Copy the entries word for word, starting with the line containing "Each instance receives one keypoint. Mark the bark" and ending with the final line of the entries, both included.

[start]

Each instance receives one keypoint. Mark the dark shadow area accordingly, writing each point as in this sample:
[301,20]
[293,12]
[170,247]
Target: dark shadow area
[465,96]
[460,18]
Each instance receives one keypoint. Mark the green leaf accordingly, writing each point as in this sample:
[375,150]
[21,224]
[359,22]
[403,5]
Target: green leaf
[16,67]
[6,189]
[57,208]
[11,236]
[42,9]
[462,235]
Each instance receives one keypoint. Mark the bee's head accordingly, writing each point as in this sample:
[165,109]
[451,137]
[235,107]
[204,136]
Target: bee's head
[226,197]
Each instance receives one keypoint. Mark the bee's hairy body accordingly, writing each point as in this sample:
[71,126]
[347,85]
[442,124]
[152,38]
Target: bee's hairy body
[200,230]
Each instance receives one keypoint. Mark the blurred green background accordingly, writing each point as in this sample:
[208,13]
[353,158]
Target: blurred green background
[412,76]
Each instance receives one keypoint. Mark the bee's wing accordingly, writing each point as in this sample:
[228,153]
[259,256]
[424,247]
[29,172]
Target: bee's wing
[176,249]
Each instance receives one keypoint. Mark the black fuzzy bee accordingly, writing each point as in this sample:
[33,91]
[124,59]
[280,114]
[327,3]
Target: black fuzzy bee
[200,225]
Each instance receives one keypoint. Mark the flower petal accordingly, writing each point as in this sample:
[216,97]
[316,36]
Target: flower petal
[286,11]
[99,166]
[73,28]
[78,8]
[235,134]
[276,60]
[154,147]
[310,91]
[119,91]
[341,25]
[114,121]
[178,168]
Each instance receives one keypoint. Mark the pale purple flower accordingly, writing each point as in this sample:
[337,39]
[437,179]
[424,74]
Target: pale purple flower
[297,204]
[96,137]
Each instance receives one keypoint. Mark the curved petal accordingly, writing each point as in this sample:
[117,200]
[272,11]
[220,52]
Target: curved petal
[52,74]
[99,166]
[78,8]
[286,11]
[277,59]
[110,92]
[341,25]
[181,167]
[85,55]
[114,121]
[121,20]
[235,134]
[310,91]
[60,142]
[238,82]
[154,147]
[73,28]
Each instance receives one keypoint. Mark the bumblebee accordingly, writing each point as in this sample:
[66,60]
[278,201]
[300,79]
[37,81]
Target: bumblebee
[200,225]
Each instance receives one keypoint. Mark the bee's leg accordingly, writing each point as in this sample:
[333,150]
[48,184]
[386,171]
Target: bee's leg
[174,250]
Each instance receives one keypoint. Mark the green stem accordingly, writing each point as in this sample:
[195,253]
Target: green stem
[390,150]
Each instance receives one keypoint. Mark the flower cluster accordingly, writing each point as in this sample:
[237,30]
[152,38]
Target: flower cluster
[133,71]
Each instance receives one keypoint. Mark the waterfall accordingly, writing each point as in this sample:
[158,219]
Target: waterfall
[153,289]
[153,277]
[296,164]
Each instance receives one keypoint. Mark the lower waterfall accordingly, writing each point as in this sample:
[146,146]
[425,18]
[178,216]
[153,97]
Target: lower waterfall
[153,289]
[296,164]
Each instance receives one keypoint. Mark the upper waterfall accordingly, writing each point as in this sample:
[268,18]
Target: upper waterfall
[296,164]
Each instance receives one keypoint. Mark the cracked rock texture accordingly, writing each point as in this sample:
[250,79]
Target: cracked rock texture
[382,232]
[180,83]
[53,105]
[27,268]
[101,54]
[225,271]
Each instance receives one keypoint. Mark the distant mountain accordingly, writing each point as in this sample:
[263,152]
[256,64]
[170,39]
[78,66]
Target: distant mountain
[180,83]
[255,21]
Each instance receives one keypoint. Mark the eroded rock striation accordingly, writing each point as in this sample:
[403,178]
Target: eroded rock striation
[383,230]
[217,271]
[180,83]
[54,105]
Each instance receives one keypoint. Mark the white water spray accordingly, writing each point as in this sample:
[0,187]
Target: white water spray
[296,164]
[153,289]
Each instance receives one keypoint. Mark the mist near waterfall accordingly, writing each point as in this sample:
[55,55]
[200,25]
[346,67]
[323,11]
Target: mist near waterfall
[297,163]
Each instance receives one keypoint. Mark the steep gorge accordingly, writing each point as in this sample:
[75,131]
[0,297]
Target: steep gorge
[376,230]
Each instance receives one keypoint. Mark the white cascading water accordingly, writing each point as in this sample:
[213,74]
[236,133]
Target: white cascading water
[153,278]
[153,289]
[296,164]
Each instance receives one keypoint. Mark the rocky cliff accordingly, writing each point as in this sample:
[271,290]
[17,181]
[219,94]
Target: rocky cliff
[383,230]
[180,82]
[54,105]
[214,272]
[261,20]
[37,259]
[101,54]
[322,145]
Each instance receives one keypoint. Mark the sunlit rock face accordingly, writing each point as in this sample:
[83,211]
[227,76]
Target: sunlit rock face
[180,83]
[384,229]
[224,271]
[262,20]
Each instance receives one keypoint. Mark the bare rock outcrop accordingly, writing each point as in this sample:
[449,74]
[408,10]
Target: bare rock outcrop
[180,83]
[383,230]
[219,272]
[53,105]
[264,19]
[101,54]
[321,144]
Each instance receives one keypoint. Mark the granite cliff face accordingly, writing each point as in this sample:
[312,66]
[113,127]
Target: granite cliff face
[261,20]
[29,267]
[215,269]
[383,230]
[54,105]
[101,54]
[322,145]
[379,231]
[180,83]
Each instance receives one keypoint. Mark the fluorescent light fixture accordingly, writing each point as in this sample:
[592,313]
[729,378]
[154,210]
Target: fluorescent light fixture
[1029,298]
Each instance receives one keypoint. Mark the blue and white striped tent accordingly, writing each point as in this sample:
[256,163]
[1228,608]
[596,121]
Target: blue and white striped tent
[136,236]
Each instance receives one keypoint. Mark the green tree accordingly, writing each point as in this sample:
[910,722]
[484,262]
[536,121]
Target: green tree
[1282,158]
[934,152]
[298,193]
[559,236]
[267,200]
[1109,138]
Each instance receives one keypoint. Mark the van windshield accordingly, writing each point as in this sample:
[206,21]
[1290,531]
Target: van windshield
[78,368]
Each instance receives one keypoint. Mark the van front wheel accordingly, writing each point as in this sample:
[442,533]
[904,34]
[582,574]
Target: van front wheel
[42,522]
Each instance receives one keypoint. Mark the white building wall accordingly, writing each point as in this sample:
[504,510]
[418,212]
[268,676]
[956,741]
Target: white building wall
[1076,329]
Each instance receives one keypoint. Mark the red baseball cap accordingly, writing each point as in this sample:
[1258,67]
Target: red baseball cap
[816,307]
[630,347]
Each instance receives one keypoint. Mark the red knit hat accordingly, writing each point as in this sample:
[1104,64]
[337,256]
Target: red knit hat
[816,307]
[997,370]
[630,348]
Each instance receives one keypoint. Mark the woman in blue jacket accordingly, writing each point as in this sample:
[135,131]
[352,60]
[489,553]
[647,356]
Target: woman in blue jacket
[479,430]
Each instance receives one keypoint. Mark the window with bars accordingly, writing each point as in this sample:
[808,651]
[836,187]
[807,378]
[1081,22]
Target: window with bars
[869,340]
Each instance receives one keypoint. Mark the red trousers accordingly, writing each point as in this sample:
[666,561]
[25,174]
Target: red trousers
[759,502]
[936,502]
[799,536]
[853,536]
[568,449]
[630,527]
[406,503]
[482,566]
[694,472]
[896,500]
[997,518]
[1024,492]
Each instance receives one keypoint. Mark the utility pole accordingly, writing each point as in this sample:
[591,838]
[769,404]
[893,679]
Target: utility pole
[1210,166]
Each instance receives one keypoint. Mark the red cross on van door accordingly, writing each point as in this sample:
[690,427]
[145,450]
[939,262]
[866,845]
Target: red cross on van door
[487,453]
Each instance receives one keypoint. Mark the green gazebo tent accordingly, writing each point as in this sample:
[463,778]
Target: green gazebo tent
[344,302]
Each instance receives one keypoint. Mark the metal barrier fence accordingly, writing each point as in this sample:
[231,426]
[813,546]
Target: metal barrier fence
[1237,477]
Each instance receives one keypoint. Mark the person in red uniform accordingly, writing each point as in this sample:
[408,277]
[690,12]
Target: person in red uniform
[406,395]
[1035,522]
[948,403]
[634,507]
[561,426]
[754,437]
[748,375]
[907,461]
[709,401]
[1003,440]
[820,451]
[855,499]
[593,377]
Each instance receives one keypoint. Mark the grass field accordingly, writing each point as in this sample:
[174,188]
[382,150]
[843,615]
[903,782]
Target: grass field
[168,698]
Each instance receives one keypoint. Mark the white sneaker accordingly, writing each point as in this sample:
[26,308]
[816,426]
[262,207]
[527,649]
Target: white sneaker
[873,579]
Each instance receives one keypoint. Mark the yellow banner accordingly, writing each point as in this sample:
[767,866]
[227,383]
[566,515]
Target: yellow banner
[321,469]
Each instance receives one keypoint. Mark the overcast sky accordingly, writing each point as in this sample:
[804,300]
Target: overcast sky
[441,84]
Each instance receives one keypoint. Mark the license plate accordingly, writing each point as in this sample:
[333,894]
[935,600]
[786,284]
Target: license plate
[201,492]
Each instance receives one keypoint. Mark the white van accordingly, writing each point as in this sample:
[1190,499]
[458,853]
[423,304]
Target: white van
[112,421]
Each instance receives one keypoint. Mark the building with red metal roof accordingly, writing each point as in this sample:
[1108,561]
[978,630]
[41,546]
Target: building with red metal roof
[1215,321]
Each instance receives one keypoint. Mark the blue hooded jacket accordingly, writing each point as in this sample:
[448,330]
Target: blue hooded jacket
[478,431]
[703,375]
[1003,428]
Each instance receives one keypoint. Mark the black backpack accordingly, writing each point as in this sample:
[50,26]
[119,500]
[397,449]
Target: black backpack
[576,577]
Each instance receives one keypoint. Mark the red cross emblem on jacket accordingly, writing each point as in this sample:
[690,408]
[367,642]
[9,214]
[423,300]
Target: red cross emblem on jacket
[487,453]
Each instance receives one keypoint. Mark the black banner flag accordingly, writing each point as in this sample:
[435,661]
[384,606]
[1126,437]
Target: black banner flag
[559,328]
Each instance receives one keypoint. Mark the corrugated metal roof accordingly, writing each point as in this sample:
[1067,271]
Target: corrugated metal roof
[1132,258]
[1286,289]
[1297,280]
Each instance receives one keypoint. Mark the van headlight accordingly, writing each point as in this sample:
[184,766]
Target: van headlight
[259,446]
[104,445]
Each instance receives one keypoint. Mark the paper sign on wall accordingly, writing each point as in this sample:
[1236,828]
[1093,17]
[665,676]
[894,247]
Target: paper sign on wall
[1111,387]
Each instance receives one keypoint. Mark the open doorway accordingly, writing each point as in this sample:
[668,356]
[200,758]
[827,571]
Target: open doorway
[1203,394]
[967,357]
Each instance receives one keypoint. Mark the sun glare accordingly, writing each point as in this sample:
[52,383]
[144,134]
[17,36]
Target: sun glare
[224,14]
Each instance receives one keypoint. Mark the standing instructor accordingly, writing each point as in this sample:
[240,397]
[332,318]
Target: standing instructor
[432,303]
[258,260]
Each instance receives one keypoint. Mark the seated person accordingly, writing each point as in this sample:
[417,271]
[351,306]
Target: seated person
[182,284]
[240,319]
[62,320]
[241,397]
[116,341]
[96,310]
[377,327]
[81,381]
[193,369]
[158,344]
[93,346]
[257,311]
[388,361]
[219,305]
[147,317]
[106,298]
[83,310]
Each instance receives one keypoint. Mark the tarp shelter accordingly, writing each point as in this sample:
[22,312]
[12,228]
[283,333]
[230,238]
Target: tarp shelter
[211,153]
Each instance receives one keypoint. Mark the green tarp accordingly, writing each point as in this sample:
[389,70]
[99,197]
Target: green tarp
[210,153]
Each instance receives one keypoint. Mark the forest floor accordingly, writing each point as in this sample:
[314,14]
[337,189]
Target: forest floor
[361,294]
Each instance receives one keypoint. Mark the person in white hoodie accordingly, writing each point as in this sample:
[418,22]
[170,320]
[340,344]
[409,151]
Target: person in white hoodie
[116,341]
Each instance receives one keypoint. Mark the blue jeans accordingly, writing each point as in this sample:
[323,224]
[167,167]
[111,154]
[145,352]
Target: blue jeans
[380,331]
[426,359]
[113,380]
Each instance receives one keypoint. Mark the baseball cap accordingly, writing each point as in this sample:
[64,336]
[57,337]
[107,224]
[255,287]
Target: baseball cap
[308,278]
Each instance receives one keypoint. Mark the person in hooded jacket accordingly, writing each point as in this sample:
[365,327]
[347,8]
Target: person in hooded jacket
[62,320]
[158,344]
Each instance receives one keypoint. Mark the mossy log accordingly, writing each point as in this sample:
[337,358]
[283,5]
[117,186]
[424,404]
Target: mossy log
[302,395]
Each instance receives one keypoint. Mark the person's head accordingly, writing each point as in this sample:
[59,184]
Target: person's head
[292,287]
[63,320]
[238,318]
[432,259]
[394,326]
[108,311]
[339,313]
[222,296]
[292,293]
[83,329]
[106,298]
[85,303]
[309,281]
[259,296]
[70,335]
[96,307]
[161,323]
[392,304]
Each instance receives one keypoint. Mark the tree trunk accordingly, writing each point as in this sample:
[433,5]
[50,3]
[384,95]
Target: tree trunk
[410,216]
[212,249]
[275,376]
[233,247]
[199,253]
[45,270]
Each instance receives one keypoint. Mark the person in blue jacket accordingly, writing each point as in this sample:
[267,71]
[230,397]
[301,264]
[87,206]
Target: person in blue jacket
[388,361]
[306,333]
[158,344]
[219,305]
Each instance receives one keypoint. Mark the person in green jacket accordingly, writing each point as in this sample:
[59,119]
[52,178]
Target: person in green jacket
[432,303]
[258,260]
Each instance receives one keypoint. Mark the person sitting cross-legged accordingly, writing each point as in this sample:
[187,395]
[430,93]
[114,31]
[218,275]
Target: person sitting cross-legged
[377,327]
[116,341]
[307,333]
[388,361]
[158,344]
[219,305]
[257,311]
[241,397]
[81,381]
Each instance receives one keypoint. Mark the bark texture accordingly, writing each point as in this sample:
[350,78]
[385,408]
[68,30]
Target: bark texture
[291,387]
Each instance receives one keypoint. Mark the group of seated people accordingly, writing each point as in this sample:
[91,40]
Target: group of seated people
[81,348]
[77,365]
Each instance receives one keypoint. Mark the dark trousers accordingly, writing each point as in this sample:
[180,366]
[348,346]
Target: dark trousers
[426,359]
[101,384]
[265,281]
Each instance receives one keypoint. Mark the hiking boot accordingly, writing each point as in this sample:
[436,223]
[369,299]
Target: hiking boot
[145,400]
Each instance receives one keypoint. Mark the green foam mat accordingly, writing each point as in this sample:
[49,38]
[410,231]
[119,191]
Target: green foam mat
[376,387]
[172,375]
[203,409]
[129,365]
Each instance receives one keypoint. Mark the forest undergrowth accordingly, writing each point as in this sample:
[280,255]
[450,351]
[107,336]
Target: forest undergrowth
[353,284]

[end]

The answer ::
Each instance receives one keypoint. Mark the bark texture accordingly, writing each point as in this sample:
[350,78]
[385,408]
[68,30]
Target: bark texture
[291,387]
Each instance receives one keypoint. Mark the group of seated people accordingly, writing each point as in this sample:
[91,40]
Target: group of seated people
[81,348]
[77,365]
Each instance receives one keypoint. Mark the dark trousers accordingly, writing each point as in this sample:
[180,366]
[348,346]
Target: dark trousers
[426,359]
[101,384]
[265,281]
Each instance receives one keypoint. Mark the hiking boot accordingly, writing each point as in this sample:
[436,223]
[369,299]
Target: hiking boot
[145,400]
Each instance receives one keypoint. Mark the green foam mat accordingly, writing each point as in this sample:
[49,38]
[410,231]
[119,191]
Target: green foam mat
[376,387]
[172,375]
[203,409]
[129,365]
Each instance receives one keypoint. Mark the forest undergrowth accordingly, writing each point as in this sample:
[280,255]
[450,351]
[107,336]
Target: forest undergrowth
[353,284]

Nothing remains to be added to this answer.